= Exercise goal =
Please render the entries below as a JSON list of strings, one string per line and no strings for blank lines, from the start of the entries through the line that contains "box: [196, 370, 312, 406]". Leave the pictures out of the answer.

= Exercise inputs =
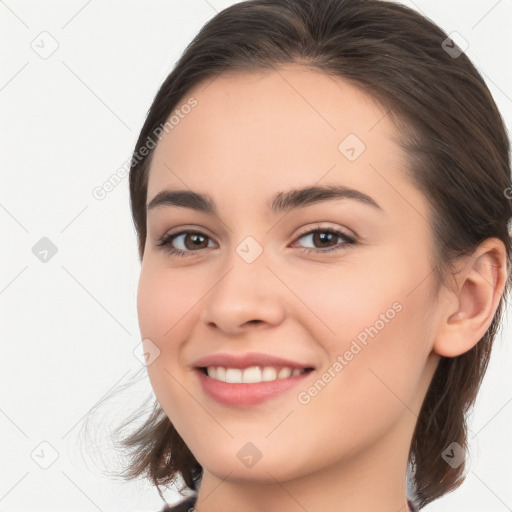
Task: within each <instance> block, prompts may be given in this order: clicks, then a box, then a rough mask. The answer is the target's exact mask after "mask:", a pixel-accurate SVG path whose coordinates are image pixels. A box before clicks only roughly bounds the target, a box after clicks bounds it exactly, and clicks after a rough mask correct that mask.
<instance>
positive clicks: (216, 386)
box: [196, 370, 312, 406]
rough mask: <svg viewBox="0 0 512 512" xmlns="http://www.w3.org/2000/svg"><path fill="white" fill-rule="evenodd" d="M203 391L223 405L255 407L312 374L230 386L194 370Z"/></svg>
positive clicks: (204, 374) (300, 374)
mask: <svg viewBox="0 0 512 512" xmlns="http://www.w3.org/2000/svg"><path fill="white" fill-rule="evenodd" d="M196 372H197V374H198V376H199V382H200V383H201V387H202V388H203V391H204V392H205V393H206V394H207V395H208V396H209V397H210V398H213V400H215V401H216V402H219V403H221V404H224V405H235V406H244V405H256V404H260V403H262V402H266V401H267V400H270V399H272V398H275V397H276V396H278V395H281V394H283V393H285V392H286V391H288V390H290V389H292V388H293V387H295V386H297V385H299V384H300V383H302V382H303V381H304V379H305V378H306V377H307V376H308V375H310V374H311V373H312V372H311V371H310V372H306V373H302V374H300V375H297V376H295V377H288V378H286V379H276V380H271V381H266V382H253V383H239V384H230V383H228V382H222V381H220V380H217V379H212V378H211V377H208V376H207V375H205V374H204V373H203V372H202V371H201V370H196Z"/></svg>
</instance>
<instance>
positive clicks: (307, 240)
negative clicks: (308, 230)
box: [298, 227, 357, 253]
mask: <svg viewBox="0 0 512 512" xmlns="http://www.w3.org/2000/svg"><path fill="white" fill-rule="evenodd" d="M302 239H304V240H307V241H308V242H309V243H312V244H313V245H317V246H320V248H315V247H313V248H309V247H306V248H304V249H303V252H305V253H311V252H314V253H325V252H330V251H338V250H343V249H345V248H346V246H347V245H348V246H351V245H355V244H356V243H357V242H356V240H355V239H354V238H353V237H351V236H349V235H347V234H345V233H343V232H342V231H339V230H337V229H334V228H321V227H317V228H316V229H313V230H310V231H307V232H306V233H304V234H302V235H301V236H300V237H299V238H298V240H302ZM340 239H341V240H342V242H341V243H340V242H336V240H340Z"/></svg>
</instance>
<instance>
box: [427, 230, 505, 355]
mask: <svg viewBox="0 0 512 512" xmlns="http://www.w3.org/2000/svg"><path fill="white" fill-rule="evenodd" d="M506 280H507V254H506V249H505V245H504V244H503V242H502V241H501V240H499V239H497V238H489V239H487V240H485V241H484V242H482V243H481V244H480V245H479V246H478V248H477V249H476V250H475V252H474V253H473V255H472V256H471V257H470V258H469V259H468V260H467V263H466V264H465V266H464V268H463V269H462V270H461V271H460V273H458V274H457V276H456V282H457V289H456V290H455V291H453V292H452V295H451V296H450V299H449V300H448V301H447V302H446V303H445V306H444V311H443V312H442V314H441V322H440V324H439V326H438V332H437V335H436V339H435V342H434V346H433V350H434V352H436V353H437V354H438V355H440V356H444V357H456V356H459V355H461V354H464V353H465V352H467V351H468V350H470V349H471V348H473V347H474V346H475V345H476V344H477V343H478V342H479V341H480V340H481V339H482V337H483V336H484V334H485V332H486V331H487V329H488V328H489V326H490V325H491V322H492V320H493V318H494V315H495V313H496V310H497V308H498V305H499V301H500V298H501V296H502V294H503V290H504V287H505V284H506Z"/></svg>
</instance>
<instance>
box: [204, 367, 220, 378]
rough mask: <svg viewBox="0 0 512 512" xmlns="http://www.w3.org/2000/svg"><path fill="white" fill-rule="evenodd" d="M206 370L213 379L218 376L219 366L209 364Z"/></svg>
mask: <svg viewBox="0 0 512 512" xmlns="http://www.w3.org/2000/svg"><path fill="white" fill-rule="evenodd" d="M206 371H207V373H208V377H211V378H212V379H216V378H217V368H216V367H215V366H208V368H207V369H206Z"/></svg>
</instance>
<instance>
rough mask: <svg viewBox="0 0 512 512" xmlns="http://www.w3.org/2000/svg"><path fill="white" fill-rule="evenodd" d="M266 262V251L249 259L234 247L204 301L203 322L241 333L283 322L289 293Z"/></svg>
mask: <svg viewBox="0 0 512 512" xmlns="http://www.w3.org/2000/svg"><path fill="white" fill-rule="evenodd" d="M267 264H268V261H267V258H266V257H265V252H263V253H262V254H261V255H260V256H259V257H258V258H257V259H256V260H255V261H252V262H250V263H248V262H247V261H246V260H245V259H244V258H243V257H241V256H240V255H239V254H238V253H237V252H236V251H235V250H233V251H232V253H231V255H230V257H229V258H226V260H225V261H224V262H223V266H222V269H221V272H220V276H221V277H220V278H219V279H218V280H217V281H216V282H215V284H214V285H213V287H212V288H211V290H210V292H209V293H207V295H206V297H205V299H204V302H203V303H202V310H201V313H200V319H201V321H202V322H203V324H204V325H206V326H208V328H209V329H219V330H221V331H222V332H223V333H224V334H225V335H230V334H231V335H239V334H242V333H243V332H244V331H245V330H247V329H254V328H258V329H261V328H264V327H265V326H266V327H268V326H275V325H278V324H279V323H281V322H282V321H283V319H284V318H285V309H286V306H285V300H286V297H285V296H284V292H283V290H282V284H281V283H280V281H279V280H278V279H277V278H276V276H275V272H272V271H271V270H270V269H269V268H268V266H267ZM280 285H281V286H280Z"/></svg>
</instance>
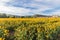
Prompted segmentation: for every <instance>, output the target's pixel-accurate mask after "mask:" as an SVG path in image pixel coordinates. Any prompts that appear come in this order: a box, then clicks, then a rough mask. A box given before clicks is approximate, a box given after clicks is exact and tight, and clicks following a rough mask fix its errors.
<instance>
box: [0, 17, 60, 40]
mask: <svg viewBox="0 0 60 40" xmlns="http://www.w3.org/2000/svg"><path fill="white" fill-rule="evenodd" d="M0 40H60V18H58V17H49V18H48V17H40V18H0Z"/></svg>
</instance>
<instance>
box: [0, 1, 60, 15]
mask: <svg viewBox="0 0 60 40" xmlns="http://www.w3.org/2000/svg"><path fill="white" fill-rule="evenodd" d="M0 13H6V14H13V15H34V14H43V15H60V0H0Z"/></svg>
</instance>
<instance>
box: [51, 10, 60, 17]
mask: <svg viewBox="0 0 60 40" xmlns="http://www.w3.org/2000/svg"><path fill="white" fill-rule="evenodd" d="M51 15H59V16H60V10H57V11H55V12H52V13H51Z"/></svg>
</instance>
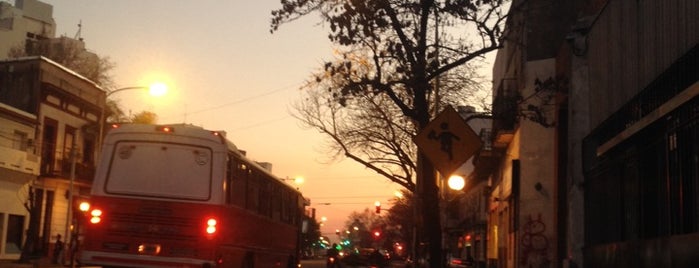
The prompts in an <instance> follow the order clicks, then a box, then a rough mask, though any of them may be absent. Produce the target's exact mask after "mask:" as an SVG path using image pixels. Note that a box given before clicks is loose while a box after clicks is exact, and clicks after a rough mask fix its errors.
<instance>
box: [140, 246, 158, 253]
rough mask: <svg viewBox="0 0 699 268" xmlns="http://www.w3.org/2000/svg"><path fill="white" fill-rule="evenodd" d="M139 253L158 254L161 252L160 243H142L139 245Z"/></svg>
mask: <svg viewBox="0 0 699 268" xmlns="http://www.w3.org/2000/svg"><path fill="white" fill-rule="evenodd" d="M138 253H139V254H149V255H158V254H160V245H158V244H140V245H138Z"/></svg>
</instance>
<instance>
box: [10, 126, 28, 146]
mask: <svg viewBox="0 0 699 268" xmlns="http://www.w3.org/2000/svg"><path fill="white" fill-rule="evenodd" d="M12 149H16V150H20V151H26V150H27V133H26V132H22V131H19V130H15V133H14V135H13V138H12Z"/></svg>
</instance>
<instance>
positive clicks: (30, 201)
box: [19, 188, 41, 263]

= Exercise output =
[
  "Task: within each <instance> block, prompts may be given in this order: clicks, then a box, then a rough mask. The answer is the target's exact mask after \"mask:\", a pixel-accurate SVG path whose coordinates are image pixels. A box before clicks only roughly bounds the target, a box after clicks bounds it exactly, and clicks after a rough mask correct that mask.",
  "<instance>",
  "positive clicks: (216, 386)",
  "box: [196, 370, 312, 406]"
]